◆ **Page text**:
........

I find that dealing with these off-kilter frequency balances is often the single most difficult part of mixing a live recording, especially where spill is causing an excess of honky or harsh mid-range frequencies. An obvious starting point is to EQ the master bus. This can help, but unless you automate the EQ, it won't reflect the way in which the problem varies with level: very often the frequency balance will be more or less OK in the quieter sections, and aggressive equalisation is only appropriate for the louder sections. A fluctuating frequency balance can be controlled to a certain extent using parallel compression, with the side-chain of the compressor filtered so that it's triggered by the problem frequencies. This can be surprisingly transparent, but is often not enough on its own. More drastic problems can call for a multi-band compressor or dynamic equaliser, though it's rare to find one that operates inaudibly. Where the problem is severe, it will probably be necessary to process both the master bus and individual instruments or groups of instruments.
Ultimately, it's worth keeping in mind that you don't necessarily need to match the smoothness of a studio recording in order to deliver an acceptable mix: on many playback systems, a slightly harsh or spiky mid-range might actually help to convey a sense of the excitement of live performance. Likewise, it can be hard to achieve the best compromise between a full sound in the low mid-range and an ill-defined mess of mud, and you might decide that a slightly leaner tonality overall is the better option.
Where spill on individual sources is contributing to an overall mix problem, it makes sense to do what you can at the source level. The flip side of this is that when you apply processing to improve the sound of an individual source, you need to keep in mind its context. Applying high-end boost to bring out the air in the female lead vocal might be counter-productive for the mix as a whole if it emphasises cymbal spill on the vocal mic. Likewise, there's little point in soloing the drum bus for hours to craft a drum mix that works well in isolation, if defeating the solo again will see it obliterated by hi-hat spill from other mics.

........

◆ **Problems and tasks**:
1 – List every processing technique or device that the live-mixing text offers for controlling an uneven frequency balance in the mix.
2 – Reproduce the live-mixing text word for word, from "Where spill on" to "from other mics.".

◆ **Data excerpts**:
........

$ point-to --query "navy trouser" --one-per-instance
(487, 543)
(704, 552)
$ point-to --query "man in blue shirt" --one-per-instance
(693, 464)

........

◆ **Results in order**:
1 –
- EQ on the master bus
- Parallel compression with the compressor's side-chain filtered so it is triggered by the problem frequencies
- A multi-band compressor
- A dynamic equaliser

2 –
Where spill on individual sources is contributing to an overall mix problem, it makes sense to do what you can at the source level. The flip side of this is that when you apply processing to improve the sound of an individual source, you need to keep in mind its context. Applying high-end boost to bring out the air in the female lead vocal might be counter-productive for the mix as a whole if it emphasises cymbal spill on the vocal mic. Likewise, there's little point in soloing the drum bus for hours to craft a drum mix that works well in isolation, if defeating the solo again will see it obliterated by hi-hat spill from other mics.